• _EXCERTO PARA LER_:
Opinião Temos que ser diferentes, ou temos que deixar de o ser?

Finalmente, é reconhecido, publicamente, que temos falhado na formação e actualização permanente dos docentes, ao longo da sua carreira profissional. E continuamos, também, a falhar na formação inicial de professores e de educadores, uma formação essencialmente virada para um saber académico, com escassa prática em trabalho desenvolvido dentro da escola e da sala de aula, ou seja, divorciada dos procedimentos diários da comunidade escolar e dos jovens que a integram.
Importa também responder à pergunta: Onde se situa o lugar de trabalho do professor? Todos os projectos de formação de docentes assentam na presunção de que o espaço de actuação dos professores é apenas a sala de aula. O professor, por motivos que não importa agora aprofundar, foi-se habituando a valorar, a animar, a vivenciar e a humanizar a sala de aula, não sendo chamado a envolver, até pelo escasso tempo de que dispõe, a sua capacidade criativa no espaço escola e na comunidade que a envolve.
Tal concepção não resistiu à evolução social, cultural e tecnológica das últimas décadas. O professor deve também ter competências de actuação no espaço escola e no meio que a envolve? O professor, para além de ensinar deve também educar, tutorar, intervir e supervisionar o meio e a família de referência dos seus alunos? O aluno deve aprender matérias, mas também aprender a ser e a saber fazer as suas escolhas, de acordo com procedimentos éticos socialmente relevantes? A escola deve promover o sucesso escolar dos aprendentes, mas também cuidar do seu sucesso educativo e da promoção da sua integração social e laboral? O educador deve saber ser e estar frente aos seus formandos, mas também necessita de comunicar com eles nesse outro universo proporcionado pelas novas tecnologias da informação e da comunicação?

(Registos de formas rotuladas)
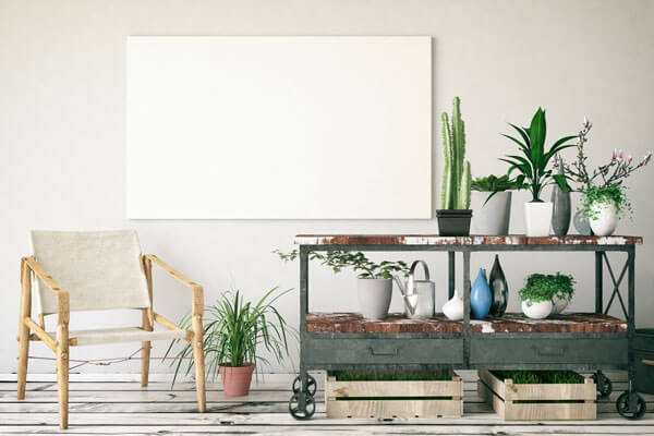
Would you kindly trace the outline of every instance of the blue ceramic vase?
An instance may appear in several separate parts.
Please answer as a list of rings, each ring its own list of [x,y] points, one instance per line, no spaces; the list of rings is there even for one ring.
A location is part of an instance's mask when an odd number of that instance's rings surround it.
[[[486,274],[480,268],[480,274],[477,274],[477,278],[472,283],[472,289],[470,290],[470,310],[472,311],[472,316],[476,319],[485,318],[491,311],[492,304],[493,293],[491,292],[491,287],[488,287]]]

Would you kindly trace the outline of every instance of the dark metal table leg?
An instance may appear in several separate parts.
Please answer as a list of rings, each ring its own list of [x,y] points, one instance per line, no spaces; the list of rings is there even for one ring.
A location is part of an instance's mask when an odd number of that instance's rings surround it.
[[[293,383],[289,412],[298,420],[307,420],[315,412],[315,401],[308,390],[305,361],[306,314],[308,313],[308,249],[300,245],[300,383]],[[298,391],[296,391],[298,390]]]
[[[603,269],[603,252],[595,252],[595,313],[601,314],[603,311],[603,295],[602,291],[604,288],[604,269]]]
[[[470,251],[463,251],[463,365],[470,366]]]
[[[629,286],[629,299],[628,299],[628,312],[629,312],[629,348],[628,348],[628,378],[629,387],[627,391],[618,397],[616,401],[616,409],[618,413],[629,420],[639,420],[645,414],[646,403],[641,396],[638,395],[634,388],[635,378],[635,353],[633,350],[633,341],[635,339],[635,247],[630,246],[627,252],[627,267],[628,267],[628,286]]]

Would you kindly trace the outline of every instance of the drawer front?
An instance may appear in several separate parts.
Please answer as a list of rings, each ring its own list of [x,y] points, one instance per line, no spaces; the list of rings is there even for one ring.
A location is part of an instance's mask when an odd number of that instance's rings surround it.
[[[439,364],[462,363],[460,339],[311,339],[308,364]]]
[[[471,364],[627,364],[627,339],[472,339]]]

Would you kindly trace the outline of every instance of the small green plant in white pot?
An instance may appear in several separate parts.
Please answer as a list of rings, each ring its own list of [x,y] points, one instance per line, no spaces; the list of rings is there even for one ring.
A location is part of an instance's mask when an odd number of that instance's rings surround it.
[[[546,122],[545,111],[541,108],[532,118],[529,128],[519,128],[510,124],[519,134],[520,140],[502,135],[518,145],[520,154],[507,155],[500,158],[510,165],[508,174],[518,171],[516,183],[519,189],[529,190],[532,194],[532,201],[524,205],[524,223],[528,237],[547,237],[549,235],[549,226],[552,222],[553,204],[543,202],[541,195],[543,189],[550,184],[557,184],[562,191],[568,192],[567,177],[553,173],[550,168],[547,168],[554,156],[574,144],[566,144],[568,141],[577,136],[565,136],[549,147],[545,148]]]
[[[557,159],[556,165],[561,166],[565,173],[580,184],[578,190],[583,194],[580,211],[589,219],[593,233],[607,237],[616,230],[620,216],[631,214],[631,203],[627,198],[623,182],[634,171],[650,164],[652,152],[637,162],[631,156],[625,156],[621,149],[614,149],[608,164],[589,170],[586,136],[592,128],[593,124],[584,119],[577,141],[577,160],[567,164]]]
[[[283,261],[293,261],[298,257],[298,251],[281,253],[274,251]],[[366,319],[383,319],[388,315],[390,300],[392,298],[393,274],[403,276],[409,274],[409,266],[402,261],[383,261],[374,263],[361,252],[328,251],[325,254],[311,252],[311,261],[319,261],[322,265],[330,267],[334,272],[340,272],[346,268],[352,268],[359,274],[356,289],[359,295],[359,307]]]
[[[543,319],[561,313],[574,294],[572,276],[532,274],[520,290],[522,313],[532,319]]]
[[[511,197],[517,189],[507,174],[472,181],[473,234],[509,234]]]

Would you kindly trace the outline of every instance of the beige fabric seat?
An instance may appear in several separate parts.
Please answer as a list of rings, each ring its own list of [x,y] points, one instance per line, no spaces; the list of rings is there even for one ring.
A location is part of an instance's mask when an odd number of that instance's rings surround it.
[[[17,398],[25,398],[29,341],[39,340],[57,356],[59,426],[68,428],[70,347],[141,342],[141,386],[147,386],[150,341],[191,342],[197,410],[206,410],[203,289],[154,254],[143,255],[134,230],[33,231],[33,255],[21,259]],[[153,311],[153,264],[191,288],[191,329],[182,329]],[[38,322],[32,316],[33,275]],[[80,311],[137,310],[141,327],[69,331],[71,314]],[[46,331],[45,317],[57,315],[57,331]],[[154,330],[155,323],[161,330]]]
[[[56,331],[48,331],[57,340]],[[93,330],[69,331],[70,342],[74,346],[96,346],[98,343],[143,342],[153,340],[184,339],[184,330],[147,331],[140,327],[97,328]]]

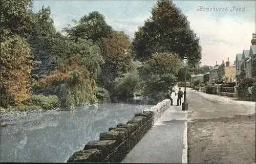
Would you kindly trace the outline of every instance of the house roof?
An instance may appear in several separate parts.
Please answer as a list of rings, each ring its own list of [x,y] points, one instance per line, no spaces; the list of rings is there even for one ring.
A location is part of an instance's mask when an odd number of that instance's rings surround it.
[[[243,55],[242,54],[237,54],[237,58],[238,61],[242,60],[242,56],[243,56]]]
[[[248,59],[248,60],[246,60],[246,62],[249,62],[249,61],[250,61],[250,60],[251,60],[251,57],[249,57],[249,59]]]
[[[191,77],[194,78],[194,77],[203,77],[204,75],[203,74],[198,74],[198,75],[191,75]]]
[[[244,54],[245,58],[247,58],[249,57],[249,50],[243,50],[243,54]]]
[[[210,69],[210,71],[212,71],[212,70],[215,70],[215,69],[218,69],[219,68],[219,66],[220,66],[220,65],[215,66],[214,67]]]
[[[206,73],[204,74],[204,75],[209,75],[209,74],[210,74],[210,72],[208,72],[208,73]]]
[[[203,77],[203,76],[204,76],[204,75],[201,74],[196,75],[196,77]]]
[[[256,54],[256,45],[251,45],[250,47],[250,50],[252,51],[252,54],[254,55]]]

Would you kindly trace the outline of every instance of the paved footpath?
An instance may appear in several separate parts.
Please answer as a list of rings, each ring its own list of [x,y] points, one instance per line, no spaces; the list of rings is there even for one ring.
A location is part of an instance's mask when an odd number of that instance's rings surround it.
[[[177,97],[173,98],[174,106],[166,110],[121,163],[187,163],[187,112],[175,106]]]

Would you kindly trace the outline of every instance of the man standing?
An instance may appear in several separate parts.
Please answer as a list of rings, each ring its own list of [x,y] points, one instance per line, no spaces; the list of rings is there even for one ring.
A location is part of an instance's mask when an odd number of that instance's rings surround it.
[[[184,93],[181,90],[180,88],[179,88],[179,91],[178,91],[178,99],[177,99],[177,106],[181,105],[181,98],[183,97]]]
[[[172,93],[173,92],[170,90],[168,90],[168,93],[167,93],[167,98],[169,99],[170,100],[170,105],[173,105],[174,101],[173,98],[172,98]]]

• _O QUE SE PEDE_:
**a)** No excerto sobre a formação de professores, em que presunção assentam todos os projectos de formação de docentes?
**b)** Retome o excerto sobre a formação de professores a partir do ponto em que termina.
Os registos não têm qualquer relação com o excerto.

• _RESPOSTAS DADAS_:
**a)** Na presunção de que o espaço de actuação dos professores é apenas a sala de aula.

**b)**
Se as respostas forem afirmativas, então a formação de professores tem que mudar radicalmente.
Inevitavelmente, terá que incluir o treino de todas essas competências que permitam esta nova e múltipla actuação do professor na sala de aula e, em trabalho colaborativo, na escola, na comunidade parental, no mundo da informação global, anulando o estigma da burocracia e do tarefismo que diariamente atrofia o desenvolvimento profissional dos docentes.
E uma das formas formas de o conseguir está na entrega (devolução?) às escolas “reais” de uma boa parte da formação inicial e permanente que, até agora, está cometida apenas às instituições formadoras dos docentes.
O medo ou a incapacidade de agir perante o desconhecido. A humana tendência de nos apegarmos ao que sabemos melhor fazer. Tudo isso, diríamos, condiciona o sentimento de bem-estar profissional e a auto estima dos professores e dos educadores.
Em todos os ofícios o desânimo configura uma gravíssima anomia profissional. Uma boa parte do mal-estar dos docentes advém de uma clara erosão das suas competências profissionais, das injustificadas rotinas que se instalaram injustificadamente, e da pressão para o cumprimento de novas funções para as quais não foram preparados.
Não sabendo como assumir essas novas competências, o professor sente-se incompetente e retrai-se.
Cabe também às associações profissionais e sindicais o esforço de inverter a situação. De ajudar a anular a retroactividade que se pode instalar nos seus associados. De colocar o debate no futuro e não no sistemático carpir sobre o passado, centrando o discurso e a narrativa no papel insubstituível da escola e dos professores, enquanto imprescindíveis impulsionadores do desenvolvimento económico, social e cultural dos portugueses.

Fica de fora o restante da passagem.